■ Excerpted text
In 2005, Missouri received 16,695,000 visitors to its national parks and other recreational areas totaling 202,000 acres (820 km2), giving it $7.41 million in annual revenues, 26.6% of its operating expenditures.[24]
Topography
A physiographic map of Missouri.
North of, and in some cases just south of, the Missouri River lie the Northern Plains that stretch into Iowa, Nebraska, and Kansas. Here, rolling hills remain from the glaciation that once extended from the Canadian Shield to the Missouri River. Missouri has many large river bluffs along the Mississippi, Missouri, and Meramec Rivers. Southern Missouri rises to the Ozark Mountains, a dissected plateau surrounding the Precambrian igneous St. Francois Mountains. This region also hosts karst topography characterized by high limestone content with the formation of sinkholes and caves.[25]
The Bell Mountain Wilderness of southern Missouri's Mark Twain National Forest
The southeastern part of the state is known as the Bootheel region, which is part of the Mississippi Alluvial Plain or Mississippi embayment. This region is the lowest, flattest, warmest, and wettest part of the state. It is also among the poorest, as the economy there is mostly agricultural.[26] It is also the most fertile, with cotton and rice crops predominant. The Bootheel was the epicenter of the four New Madrid Earthquakes of 1811 and 1812.
Climate
Main article: Climate of Missouri
Missouri generally has a humid continental climate with cold snowy winters and hot, humid, and wet summers. In the southern part of the state, particularly in the Bootheel, the climate becomes humid subtropical. Located in the interior United States, Missouri often experiences extremes in temperatures. Without high mountains or oceans nearby to moderate temperature, its climate is alternately influenced by air from the cold Arctic and the hot and humid Gulf of Mexico. Missouri's highest recorded temperature is 118 °F (48 °C) at Warsaw and Union on July 14, 1954 while the lowest recorded temperature is −40 °F (−40 °C) also at Warsaw on February 13, 1905.
Located in Tornado Alley, Missouri also receives extreme weather in the form of severe thunderstorms and tornadoes. The most recent tornado in the state to cause damage and casualties was the 2011 Joplin tornado, which destroyed roughly one-third of the city of Joplin. The tornado caused an estimated $1–3 billion in damages, killed 159 (+1 non-tornadic), and injured over 1,000 people. It was the first EF5 to hit the state since 1957 and the deadliest in the U.S. since 1947, making it the seventh deadliest tornado in American history and 27th deadliest in the world. St. Louis and its suburbs also have a history of experiencing particularly severe tornadoes, the most recent memorable one being an EF4 tornado that damaged Lambert-St. Louis International Airport on April 22, 2011. One of the worst tornadoes in American history struck St. Louis on May 27, 1896.
Monthly Normal High and Low Temperatures For Various Missouri Cities.

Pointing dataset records
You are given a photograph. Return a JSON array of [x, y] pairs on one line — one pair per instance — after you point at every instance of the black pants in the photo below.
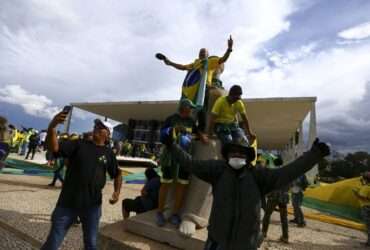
[[31, 149], [271, 204], [297, 199]]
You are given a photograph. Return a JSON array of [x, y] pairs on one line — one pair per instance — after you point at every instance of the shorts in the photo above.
[[171, 170]]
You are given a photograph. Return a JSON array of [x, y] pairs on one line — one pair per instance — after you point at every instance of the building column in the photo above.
[[312, 134], [67, 123]]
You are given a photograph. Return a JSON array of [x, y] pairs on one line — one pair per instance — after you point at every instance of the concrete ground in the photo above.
[[26, 203]]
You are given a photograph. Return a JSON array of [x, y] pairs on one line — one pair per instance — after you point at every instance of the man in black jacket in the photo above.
[[237, 188], [81, 195]]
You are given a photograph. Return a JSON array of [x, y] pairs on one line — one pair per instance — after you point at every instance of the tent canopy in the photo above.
[[274, 120]]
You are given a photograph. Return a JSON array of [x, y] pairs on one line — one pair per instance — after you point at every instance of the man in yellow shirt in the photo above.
[[214, 62], [224, 120]]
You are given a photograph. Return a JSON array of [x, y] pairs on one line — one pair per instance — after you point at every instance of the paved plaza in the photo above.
[[26, 203]]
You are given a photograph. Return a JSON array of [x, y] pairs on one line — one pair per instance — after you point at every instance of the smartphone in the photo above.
[[67, 109]]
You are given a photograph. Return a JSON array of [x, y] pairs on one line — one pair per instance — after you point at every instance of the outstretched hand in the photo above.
[[162, 57], [322, 147], [230, 43]]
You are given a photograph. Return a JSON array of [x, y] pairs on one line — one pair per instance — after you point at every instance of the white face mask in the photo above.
[[237, 163]]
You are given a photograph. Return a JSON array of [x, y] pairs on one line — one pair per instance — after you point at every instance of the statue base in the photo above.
[[141, 232]]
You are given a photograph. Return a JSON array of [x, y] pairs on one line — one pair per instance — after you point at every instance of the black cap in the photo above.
[[249, 152]]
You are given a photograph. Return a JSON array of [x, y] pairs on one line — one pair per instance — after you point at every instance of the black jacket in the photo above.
[[235, 216]]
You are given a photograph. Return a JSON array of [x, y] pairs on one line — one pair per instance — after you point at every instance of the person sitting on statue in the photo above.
[[213, 63], [182, 126], [237, 188], [148, 199], [223, 120]]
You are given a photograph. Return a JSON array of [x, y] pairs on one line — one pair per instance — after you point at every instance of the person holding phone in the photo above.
[[81, 195]]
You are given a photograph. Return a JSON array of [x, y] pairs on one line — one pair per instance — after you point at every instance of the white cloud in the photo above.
[[71, 51], [337, 76], [361, 31], [37, 105]]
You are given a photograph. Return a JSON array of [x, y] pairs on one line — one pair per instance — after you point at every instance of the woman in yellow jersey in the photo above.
[[224, 122]]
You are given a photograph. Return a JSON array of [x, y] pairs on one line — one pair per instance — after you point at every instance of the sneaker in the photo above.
[[175, 220], [284, 239], [160, 220]]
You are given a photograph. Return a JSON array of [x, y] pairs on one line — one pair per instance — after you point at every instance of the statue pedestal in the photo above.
[[141, 232], [115, 237]]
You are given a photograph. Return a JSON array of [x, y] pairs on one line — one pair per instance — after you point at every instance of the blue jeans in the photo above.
[[63, 218]]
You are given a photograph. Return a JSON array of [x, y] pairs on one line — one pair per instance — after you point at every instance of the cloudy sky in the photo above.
[[56, 52]]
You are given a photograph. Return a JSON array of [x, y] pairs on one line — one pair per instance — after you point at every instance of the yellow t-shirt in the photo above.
[[213, 64], [226, 112], [363, 194]]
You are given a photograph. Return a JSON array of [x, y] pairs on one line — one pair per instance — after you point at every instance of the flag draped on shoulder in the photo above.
[[194, 85]]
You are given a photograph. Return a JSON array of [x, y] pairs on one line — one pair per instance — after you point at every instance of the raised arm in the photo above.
[[224, 58], [51, 138], [270, 180], [167, 61]]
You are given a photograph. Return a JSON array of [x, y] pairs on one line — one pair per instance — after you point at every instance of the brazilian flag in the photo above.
[[194, 85]]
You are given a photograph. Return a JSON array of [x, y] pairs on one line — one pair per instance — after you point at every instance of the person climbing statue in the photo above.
[[203, 76], [237, 188]]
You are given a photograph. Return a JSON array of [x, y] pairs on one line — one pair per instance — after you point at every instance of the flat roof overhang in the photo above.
[[274, 120]]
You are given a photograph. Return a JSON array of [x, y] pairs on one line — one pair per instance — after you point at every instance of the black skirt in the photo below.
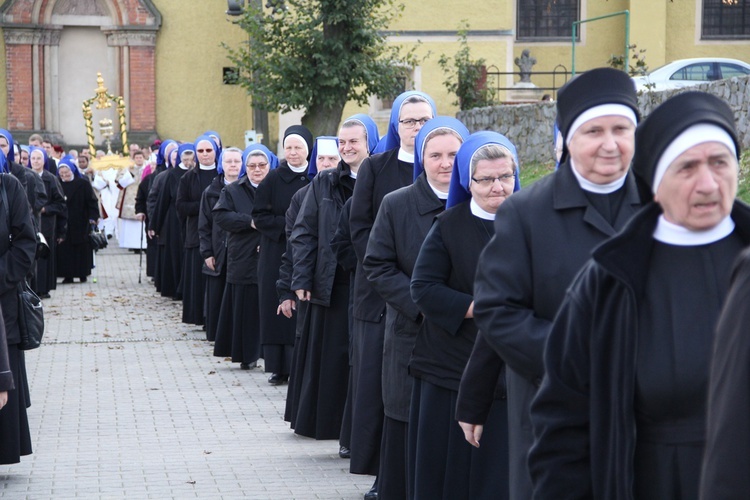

■ Written exercise 1
Rewrite the stretch of the Missouri excerpt from "In 2005, Missouri" through "map of Missouri.", swapping "visitors" for "tourists".
■ Written exercise 2
According to the Missouri excerpt, where and on what date was the state's highest temperature recorded?
Work from the Missouri excerpt alone.

■ Solution 1
In 2005, Missouri received 16,695,000 tourists to its national parks and other recreational areas totaling 202,000 acres (820 km2), giving it $7.41 million in annual revenues, 26.6% of its operating expenditures.[24]
Topography
A physiographic map of Missouri.

■ Solution 2
At Warsaw and Union on July 14, 1954.